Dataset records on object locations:
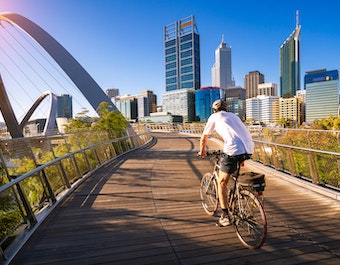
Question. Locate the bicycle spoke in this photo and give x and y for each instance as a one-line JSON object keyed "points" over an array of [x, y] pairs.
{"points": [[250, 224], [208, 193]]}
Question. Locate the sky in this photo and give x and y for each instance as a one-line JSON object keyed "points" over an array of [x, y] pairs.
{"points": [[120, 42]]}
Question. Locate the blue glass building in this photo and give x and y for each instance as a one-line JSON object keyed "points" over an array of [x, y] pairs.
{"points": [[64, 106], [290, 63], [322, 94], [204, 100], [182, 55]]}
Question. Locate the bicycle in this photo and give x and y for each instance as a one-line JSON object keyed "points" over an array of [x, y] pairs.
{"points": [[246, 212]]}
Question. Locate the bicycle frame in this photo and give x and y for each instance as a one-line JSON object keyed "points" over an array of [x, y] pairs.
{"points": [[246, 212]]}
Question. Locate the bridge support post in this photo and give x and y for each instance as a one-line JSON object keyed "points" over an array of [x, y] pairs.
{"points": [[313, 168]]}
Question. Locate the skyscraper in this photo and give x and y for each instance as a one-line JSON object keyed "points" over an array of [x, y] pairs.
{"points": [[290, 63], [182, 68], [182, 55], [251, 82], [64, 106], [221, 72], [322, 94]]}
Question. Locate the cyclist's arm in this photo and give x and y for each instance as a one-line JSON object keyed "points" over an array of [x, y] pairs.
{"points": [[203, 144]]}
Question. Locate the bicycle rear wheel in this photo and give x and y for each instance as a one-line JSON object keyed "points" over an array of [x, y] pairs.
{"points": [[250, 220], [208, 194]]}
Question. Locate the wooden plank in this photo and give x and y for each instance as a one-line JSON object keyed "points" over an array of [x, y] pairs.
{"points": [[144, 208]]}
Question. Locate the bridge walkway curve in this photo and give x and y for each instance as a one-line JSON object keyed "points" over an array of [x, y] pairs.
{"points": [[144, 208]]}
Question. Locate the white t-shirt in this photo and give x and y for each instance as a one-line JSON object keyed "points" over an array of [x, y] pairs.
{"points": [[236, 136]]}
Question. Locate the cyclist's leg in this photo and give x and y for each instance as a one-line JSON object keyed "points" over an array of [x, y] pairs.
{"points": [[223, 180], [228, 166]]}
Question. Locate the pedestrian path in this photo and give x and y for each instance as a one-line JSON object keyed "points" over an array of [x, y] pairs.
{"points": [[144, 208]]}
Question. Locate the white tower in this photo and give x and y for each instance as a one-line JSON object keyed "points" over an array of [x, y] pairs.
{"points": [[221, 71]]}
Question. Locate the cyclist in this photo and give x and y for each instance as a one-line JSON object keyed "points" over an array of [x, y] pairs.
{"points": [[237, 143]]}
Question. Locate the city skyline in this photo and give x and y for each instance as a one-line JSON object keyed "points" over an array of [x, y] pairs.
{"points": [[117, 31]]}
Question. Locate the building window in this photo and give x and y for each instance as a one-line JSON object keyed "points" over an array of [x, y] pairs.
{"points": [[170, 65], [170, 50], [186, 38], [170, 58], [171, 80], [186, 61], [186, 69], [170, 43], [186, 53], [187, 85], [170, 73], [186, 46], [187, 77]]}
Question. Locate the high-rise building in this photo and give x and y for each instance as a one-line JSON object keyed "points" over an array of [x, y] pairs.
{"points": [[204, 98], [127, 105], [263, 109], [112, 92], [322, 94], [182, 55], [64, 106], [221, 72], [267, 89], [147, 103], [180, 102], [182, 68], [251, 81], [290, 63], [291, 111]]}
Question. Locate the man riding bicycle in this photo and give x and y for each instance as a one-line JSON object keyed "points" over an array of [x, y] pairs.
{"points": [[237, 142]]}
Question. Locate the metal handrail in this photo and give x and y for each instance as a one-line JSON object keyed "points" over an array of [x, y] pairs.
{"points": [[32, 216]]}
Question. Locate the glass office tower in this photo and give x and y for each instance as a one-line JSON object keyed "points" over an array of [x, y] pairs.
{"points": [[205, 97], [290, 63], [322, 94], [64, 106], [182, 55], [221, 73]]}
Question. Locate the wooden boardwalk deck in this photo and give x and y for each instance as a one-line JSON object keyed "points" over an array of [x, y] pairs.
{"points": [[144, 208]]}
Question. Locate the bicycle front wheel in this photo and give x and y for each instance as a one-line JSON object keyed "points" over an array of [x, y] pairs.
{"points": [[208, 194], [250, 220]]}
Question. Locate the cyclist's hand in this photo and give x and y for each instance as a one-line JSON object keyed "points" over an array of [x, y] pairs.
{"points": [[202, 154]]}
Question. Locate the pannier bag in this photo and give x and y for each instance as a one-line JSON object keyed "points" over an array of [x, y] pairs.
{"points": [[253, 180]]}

* * *

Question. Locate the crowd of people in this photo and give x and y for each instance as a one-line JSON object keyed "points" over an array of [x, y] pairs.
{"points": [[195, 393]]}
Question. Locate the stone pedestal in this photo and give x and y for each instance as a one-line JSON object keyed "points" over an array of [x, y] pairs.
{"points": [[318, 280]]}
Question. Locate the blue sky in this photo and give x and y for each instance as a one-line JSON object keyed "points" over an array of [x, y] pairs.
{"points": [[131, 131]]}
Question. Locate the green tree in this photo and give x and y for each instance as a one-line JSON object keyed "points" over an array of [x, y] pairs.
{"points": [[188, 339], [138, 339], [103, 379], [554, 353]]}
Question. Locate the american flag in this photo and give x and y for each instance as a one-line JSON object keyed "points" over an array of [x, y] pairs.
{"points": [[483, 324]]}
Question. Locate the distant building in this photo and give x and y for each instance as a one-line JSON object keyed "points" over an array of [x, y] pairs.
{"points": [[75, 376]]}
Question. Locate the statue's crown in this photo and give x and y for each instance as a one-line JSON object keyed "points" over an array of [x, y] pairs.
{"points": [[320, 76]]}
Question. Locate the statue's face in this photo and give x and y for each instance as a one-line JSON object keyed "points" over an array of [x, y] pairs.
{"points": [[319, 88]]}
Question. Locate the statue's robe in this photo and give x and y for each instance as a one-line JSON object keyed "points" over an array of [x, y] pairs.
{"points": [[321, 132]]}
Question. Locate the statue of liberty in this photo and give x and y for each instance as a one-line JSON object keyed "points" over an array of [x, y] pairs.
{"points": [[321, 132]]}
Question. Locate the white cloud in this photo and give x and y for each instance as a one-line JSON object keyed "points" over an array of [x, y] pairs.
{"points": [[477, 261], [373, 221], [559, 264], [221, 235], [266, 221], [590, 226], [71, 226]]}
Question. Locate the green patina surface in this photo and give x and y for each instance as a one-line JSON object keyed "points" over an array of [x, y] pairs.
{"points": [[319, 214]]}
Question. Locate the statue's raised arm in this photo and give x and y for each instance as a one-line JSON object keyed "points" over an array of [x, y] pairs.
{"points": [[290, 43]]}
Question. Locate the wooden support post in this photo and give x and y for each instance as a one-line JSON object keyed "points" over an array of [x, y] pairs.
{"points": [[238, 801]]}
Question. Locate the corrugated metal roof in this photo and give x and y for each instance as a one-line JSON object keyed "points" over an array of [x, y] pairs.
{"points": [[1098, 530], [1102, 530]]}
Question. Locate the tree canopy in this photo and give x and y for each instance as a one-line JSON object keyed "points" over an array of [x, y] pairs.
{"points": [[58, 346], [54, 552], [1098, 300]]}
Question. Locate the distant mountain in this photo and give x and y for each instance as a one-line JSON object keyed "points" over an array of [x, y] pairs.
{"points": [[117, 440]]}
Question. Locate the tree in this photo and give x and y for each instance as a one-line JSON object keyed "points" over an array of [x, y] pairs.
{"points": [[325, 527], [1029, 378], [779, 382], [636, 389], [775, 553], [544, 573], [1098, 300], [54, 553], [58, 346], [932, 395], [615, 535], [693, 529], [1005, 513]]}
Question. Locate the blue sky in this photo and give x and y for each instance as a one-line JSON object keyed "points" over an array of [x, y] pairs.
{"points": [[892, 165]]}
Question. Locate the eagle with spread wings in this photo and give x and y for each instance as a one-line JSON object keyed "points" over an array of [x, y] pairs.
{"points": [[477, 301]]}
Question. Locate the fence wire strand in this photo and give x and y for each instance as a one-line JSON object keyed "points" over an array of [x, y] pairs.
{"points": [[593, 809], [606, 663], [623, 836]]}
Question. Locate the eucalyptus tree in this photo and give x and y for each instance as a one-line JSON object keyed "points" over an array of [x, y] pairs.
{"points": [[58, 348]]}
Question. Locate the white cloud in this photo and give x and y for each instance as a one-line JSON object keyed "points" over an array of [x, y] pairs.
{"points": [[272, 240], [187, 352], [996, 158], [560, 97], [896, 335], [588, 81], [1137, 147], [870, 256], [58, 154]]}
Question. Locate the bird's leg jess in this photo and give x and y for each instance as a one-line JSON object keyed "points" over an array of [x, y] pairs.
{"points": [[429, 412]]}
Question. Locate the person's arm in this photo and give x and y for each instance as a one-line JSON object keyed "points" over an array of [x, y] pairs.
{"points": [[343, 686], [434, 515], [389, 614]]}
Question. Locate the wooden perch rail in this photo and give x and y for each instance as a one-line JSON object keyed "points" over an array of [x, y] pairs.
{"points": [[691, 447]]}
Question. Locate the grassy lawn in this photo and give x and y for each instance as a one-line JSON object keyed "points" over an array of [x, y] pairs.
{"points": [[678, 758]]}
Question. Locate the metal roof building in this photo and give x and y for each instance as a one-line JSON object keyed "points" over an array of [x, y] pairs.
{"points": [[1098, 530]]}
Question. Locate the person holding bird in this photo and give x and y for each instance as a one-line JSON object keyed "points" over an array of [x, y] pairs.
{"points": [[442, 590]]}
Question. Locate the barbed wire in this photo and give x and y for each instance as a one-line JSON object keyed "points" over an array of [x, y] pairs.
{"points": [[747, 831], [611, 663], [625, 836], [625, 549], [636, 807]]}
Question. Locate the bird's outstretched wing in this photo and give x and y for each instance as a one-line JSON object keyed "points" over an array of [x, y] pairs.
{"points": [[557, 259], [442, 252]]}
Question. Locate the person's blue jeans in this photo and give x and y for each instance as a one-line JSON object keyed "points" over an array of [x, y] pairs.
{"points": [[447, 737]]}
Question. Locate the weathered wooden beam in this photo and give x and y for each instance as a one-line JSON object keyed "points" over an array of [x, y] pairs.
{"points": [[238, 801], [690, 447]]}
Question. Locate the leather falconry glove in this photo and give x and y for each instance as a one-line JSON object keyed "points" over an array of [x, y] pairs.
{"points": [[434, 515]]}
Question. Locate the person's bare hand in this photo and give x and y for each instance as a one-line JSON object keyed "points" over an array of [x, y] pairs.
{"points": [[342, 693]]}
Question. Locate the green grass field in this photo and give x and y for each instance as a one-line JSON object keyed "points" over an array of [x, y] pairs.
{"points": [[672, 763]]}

==

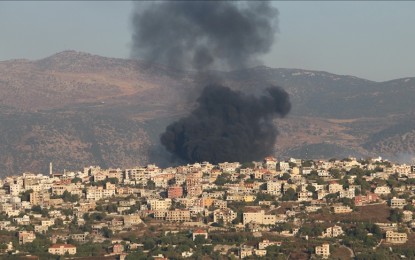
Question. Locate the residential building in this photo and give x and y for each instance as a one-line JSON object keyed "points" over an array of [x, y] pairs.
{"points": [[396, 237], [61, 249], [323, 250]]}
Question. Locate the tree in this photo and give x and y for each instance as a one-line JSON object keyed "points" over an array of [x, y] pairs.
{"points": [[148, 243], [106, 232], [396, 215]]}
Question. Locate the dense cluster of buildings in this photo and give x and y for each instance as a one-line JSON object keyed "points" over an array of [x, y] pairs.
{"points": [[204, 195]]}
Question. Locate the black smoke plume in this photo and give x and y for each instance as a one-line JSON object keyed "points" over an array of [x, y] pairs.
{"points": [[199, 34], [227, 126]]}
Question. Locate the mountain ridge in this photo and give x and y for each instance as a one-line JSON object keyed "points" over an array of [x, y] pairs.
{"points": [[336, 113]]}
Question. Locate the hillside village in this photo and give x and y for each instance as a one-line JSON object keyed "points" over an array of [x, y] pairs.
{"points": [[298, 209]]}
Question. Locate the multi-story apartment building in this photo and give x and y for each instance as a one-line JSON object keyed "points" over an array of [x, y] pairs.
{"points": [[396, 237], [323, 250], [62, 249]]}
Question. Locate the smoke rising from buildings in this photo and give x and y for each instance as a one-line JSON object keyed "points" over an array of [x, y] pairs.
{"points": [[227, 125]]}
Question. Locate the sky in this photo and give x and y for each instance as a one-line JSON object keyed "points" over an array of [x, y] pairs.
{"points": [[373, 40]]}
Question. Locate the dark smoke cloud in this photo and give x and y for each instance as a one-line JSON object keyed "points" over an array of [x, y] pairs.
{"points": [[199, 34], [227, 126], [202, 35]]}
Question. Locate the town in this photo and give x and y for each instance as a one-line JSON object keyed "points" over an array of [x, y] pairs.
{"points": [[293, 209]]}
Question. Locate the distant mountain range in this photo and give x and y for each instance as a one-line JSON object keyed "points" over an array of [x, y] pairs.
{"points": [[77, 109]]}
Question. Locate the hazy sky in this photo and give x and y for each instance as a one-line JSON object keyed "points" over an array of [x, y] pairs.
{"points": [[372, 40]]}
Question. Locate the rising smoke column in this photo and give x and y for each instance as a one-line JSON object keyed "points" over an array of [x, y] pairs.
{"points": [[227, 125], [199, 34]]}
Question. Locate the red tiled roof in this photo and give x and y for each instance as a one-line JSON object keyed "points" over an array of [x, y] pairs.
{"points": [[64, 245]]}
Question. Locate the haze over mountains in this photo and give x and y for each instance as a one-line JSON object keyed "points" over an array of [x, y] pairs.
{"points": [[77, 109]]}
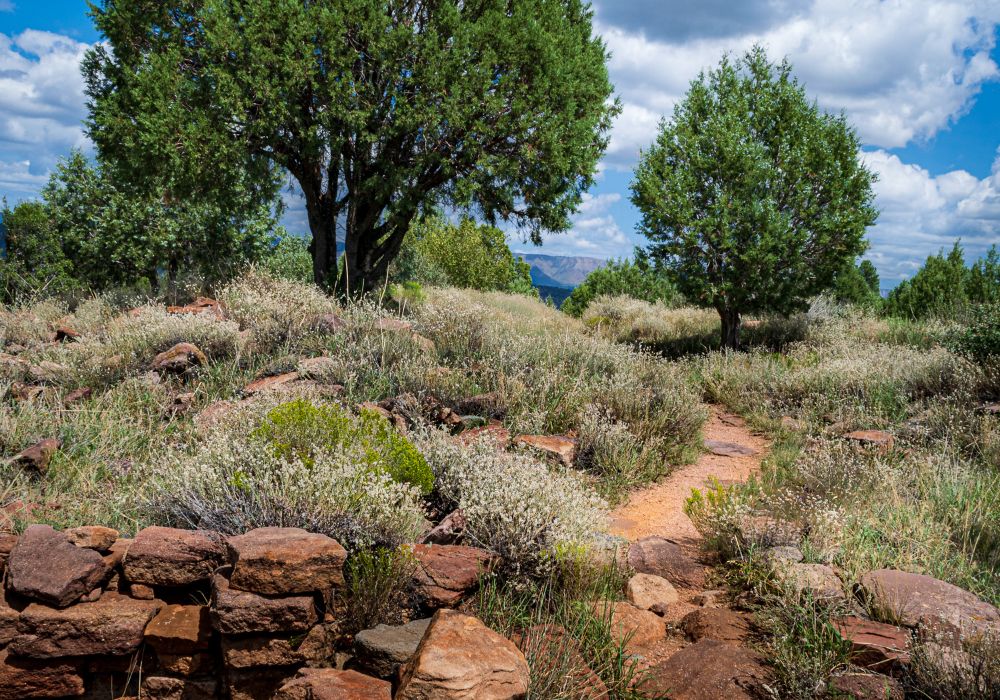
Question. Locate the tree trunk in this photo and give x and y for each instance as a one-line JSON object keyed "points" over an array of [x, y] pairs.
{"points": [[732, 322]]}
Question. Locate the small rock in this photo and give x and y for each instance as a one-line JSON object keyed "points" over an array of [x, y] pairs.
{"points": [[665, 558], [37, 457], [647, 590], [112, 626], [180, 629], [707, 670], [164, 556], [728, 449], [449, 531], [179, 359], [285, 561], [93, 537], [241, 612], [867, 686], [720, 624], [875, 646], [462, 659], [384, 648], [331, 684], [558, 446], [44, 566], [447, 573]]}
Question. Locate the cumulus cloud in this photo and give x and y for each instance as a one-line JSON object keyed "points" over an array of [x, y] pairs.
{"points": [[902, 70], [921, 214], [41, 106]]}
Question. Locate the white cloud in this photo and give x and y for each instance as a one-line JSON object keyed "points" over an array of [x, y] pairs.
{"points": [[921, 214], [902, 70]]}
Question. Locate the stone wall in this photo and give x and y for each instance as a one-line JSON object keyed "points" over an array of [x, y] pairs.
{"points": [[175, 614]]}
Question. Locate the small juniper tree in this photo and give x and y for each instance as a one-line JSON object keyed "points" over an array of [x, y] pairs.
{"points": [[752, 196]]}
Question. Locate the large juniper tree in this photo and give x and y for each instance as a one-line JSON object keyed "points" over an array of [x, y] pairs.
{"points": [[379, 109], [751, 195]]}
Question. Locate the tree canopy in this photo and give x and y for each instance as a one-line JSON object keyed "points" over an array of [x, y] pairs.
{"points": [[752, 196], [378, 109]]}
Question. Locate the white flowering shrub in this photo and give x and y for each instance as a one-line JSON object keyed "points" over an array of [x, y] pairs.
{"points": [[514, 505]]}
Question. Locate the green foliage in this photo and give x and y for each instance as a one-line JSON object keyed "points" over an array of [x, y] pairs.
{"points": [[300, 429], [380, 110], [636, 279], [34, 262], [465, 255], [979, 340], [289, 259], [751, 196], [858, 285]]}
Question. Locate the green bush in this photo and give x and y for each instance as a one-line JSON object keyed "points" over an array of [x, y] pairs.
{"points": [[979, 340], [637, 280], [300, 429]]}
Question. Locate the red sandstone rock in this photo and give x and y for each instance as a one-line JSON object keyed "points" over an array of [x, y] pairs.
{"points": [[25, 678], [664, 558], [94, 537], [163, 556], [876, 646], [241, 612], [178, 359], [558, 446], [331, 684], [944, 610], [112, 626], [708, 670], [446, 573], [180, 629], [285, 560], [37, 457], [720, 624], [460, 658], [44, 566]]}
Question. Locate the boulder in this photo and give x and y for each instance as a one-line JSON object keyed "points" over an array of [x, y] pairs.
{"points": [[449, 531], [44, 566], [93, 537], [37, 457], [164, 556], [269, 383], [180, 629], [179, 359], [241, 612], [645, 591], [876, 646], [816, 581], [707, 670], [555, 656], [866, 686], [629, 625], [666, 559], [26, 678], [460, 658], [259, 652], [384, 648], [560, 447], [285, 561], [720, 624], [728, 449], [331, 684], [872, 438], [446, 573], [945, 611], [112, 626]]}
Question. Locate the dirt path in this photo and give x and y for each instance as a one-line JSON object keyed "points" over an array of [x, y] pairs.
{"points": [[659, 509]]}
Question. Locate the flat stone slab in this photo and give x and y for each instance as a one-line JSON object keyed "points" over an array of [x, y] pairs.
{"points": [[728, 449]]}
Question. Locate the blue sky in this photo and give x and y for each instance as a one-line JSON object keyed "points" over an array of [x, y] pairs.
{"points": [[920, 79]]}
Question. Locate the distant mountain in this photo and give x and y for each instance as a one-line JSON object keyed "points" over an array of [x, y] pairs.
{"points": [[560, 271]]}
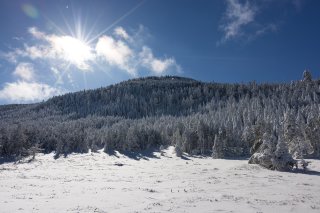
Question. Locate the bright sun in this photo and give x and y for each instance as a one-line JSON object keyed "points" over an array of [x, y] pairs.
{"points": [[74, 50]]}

Work to do >> Please list each line above that contains the word "eucalyptus". Case counts.

The result >>
Question. Locate the eucalyptus tree in this photo and give x and y for each instance as a one-line JSON object keyed "points" over an array of [x, y] pairs.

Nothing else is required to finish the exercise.